Entries from an annotation dataset:
┄┄┄┄┄┄

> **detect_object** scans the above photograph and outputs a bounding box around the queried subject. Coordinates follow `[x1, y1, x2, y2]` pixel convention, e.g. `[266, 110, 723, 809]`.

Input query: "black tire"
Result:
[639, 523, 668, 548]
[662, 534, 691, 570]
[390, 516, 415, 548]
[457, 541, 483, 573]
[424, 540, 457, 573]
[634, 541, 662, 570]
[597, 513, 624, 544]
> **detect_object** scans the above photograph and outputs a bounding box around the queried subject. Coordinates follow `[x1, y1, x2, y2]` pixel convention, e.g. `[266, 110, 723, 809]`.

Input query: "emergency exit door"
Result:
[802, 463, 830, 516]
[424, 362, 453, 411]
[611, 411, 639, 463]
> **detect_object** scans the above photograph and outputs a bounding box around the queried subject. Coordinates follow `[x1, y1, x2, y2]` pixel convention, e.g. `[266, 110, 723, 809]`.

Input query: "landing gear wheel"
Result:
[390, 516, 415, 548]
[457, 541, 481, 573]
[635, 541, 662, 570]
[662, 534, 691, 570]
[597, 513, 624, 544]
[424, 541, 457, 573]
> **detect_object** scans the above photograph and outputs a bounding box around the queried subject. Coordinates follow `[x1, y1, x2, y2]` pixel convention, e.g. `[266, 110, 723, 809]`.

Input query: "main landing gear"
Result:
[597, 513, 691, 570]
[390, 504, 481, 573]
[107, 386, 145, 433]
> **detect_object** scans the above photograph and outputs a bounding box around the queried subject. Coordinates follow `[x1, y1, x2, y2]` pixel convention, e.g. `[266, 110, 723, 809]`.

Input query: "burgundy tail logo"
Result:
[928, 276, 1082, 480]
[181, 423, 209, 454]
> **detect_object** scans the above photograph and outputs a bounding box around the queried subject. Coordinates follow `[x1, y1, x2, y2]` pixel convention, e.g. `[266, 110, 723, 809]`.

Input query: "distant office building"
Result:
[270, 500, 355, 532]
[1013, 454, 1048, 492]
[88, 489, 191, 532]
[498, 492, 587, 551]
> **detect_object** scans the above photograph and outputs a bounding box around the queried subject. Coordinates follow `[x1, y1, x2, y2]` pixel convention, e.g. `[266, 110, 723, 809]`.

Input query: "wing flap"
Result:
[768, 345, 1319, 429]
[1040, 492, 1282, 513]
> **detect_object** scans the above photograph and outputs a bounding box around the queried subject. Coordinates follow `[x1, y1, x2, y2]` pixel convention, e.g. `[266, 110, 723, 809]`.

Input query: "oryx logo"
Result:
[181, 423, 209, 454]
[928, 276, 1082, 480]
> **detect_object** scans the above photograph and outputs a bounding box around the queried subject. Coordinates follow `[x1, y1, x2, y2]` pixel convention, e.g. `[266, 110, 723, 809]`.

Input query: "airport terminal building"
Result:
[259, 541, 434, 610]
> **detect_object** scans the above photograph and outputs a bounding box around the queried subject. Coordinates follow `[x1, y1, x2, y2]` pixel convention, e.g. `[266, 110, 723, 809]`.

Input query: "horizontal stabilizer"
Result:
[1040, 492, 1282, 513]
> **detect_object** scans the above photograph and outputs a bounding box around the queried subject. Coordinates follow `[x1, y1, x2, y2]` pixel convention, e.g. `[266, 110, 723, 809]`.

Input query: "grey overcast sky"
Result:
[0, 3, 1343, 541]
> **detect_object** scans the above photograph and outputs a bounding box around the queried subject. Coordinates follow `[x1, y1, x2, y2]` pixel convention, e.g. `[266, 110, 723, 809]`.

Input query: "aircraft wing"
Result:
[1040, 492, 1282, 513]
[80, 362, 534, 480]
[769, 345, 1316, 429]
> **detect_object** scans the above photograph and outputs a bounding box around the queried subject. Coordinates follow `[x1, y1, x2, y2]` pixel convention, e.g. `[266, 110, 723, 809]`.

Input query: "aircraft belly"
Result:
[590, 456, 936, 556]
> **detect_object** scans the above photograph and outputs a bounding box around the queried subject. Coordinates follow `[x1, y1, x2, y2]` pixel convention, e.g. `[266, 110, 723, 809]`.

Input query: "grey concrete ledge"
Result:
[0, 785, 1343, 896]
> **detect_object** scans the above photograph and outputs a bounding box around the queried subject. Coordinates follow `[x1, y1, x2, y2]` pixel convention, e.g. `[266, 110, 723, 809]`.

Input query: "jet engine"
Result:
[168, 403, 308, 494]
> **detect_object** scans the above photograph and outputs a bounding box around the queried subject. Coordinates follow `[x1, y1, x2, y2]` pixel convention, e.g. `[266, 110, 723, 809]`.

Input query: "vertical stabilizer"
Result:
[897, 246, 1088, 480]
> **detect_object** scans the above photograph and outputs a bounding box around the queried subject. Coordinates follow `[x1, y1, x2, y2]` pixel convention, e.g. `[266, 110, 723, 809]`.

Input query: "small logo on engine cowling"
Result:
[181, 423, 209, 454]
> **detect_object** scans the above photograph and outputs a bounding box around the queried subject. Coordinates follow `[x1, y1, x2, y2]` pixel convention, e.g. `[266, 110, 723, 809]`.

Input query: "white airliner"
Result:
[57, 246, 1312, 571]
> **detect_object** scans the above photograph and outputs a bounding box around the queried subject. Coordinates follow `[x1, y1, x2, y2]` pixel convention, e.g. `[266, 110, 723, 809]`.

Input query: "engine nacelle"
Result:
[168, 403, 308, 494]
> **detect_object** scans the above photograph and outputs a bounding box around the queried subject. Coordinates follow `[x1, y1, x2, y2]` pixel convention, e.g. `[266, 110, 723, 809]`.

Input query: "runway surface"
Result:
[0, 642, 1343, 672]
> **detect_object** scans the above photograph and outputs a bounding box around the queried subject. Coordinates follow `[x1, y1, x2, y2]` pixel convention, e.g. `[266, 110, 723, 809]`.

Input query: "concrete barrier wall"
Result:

┄┄┄┄┄┄

GOAL: Copy out every one of the entries above verbatim, leaving nothing out and changing nothing.

RESPONSE BELOW:
> **detect_object** scans the above photograph and outputs a bounding box around the queried subject. Coordinates follow `[x1, y1, x2, y2]` pixel convention, e.g. `[266, 110, 723, 809]`.

Input query: "black tire"
Result:
[639, 523, 668, 548]
[662, 534, 691, 570]
[390, 516, 415, 548]
[457, 541, 483, 573]
[424, 540, 457, 573]
[634, 541, 662, 570]
[597, 513, 624, 544]
> **detect_object** scans the above photograph and outputs a bounding box around the queried subject. Coordinates follow `[x1, y1, x2, y2]` pixel convention, e.g. `[266, 110, 723, 809]`.

Input query: "emergency exit door"
Result:
[802, 463, 830, 516]
[424, 362, 453, 411]
[611, 411, 639, 463]
> **detect_object** scans the above photograph and outputs a bounding box around the queried subject. Coordinates follow `[x1, y1, x2, y2]` pixel convention, e.g. `[266, 110, 723, 809]`.

Input query: "landing gear wheel"
Result:
[390, 516, 415, 548]
[457, 541, 481, 573]
[635, 541, 662, 570]
[662, 534, 691, 570]
[597, 513, 624, 544]
[424, 541, 457, 573]
> **detect_object** scans the above photograph and outputs a bounding box around the queried subject. Coordinates follow `[x1, y1, x2, y2]` pixel convention, e.g. `[266, 110, 723, 809]`.

Input query: "main landing gear"
Result:
[597, 513, 691, 570]
[390, 504, 481, 573]
[107, 386, 145, 433]
> **detect_object** scans the above photograph and outputs a bounding box around the queried subject. Coordinates follow `[x1, y1, x2, y2]` pixel convention, e.g. `[266, 110, 723, 809]`.

Input query: "burgundy tail logo"
Result:
[928, 276, 1082, 480]
[181, 423, 209, 454]
> **detect_object** scans the above photograph and outputs a bounding box around the queried subject. Coordinates follow `[x1, y1, x2, y2]` pixel convention, e.g. `[266, 110, 723, 809]`.

Input query: "distant office building"
Result:
[270, 500, 355, 532]
[1013, 454, 1048, 492]
[88, 489, 191, 532]
[498, 492, 587, 551]
> **detect_object** scans the above photograph and outputs a bounding box around the queried subject. Coordinates follow `[x1, y1, x2, y2]` pixel convention, e.g. `[266, 110, 723, 809]`.

Input query: "wing flap"
Result:
[768, 345, 1319, 429]
[1040, 492, 1282, 513]
> **detect_object** scans the above photograph and outputs a bounding box around the queried subject. Coordinates follow `[x1, y1, x2, y2]` pixel convention, e.g. `[266, 110, 723, 809]`.

Input query: "oryx logo"
Result:
[181, 423, 209, 454]
[928, 276, 1082, 480]
> **detect_object** scans the above photograph and outputs a bounding box around the queried subject. Coordinates follow `[x1, y1, x2, y2]` pixel convention, e.g. `[266, 110, 723, 809]`.

Input query: "airport terminal building"
Result:
[259, 541, 434, 610]
> **detect_object** scans the above photograph and outputs a bounding box around the queried subject. Coordinates follow `[x1, y1, x2, y2]` pixel convention, e.g. `[266, 110, 723, 809]`.

Input query: "horizontal stabilizer"
Result:
[1040, 492, 1282, 513]
> **detect_object** scans the above photograph and outputs a bounding box around the queried subject. Coordinates follow `[x1, y1, x2, y2]` pixel convention, e.g. `[266, 110, 723, 809]`.

Input query: "grey overcast sky"
Result:
[0, 3, 1343, 541]
> **detect_object** scans the above photograph and outputs a bounding box around the queried subject. Coordinates follow `[x1, y1, x2, y2]` pixel convention, e.g. `[266, 110, 723, 809]`.

Input query: "aircraft wing"
Result:
[1040, 492, 1282, 513]
[80, 362, 534, 480]
[769, 345, 1316, 429]
> **detect_object** scans the above photograph and outputs a bounding box around the queried subject. Coordinates follow `[x1, y1, x2, y2]` pixel convention, e.g. `[266, 110, 723, 809]`.

Input query: "aircraft belly"
Result:
[590, 456, 936, 556]
> **detect_object** scans the above photograph and outputs a bounding box around the queried subject. Coordinates follow `[x1, y1, x2, y2]` pixel convention, e.g. `[266, 110, 723, 809]`.

Input query: "grey concrete ledge"
Result:
[0, 785, 1343, 896]
> **detect_object** scans the above photograph and outputs a bounding box around the queried subject. Coordinates follow `[x1, y1, x2, y2]` pixel convention, e.g. `[266, 110, 723, 809]`.

Input query: "jet engine"
Result:
[168, 403, 308, 494]
> **detect_object** scans the above photograph and outputs a bounding box around the queried subject. Coordinates follow `[x1, y1, x2, y2]` pixel convention, e.g. `[266, 110, 723, 809]`.

Input query: "vertical stabilizer"
Result:
[897, 246, 1088, 480]
> **detect_object** scans the above photograph and outputs a bounding box around the queried subject. Coordinates follow `[x1, y1, x2, y2]` pixel convention, e.g. `[266, 110, 723, 809]`.

Input query: "small logo on engine cowling"
Result:
[181, 423, 209, 454]
> **detect_object** scans the above photograph and outputs a bounding box around the queried subject. Coordinates follow `[x1, y1, x2, y2]` pixel convention, e.g. `[266, 110, 723, 809]`.

Input query: "white airliner"
Result:
[57, 246, 1312, 571]
> **detect_object** scans the above photograph and outputs a bounding box around the queried subject. Coordinates follow `[x1, y1, x2, y2]` pixel convention, e.g. `[266, 110, 723, 809]`.

Input query: "engine nacelle"
Result:
[168, 403, 308, 494]
> **detect_object** scans the above photograph and outputs a bounding box around the queried subject. Coordinates follow `[x1, y1, x2, y2]` pixel convention, e.g. `[266, 110, 723, 809]`.

Input query: "runway surface"
Result:
[0, 642, 1343, 672]
> **detect_object** scans the above photograph and outputs a bounding box around the queried subject. Coordinates follow `[x1, y1, x2, y2]` pixel convention, e.g. `[266, 110, 723, 809]`.

Input query: "concrete barrier wall"
Result:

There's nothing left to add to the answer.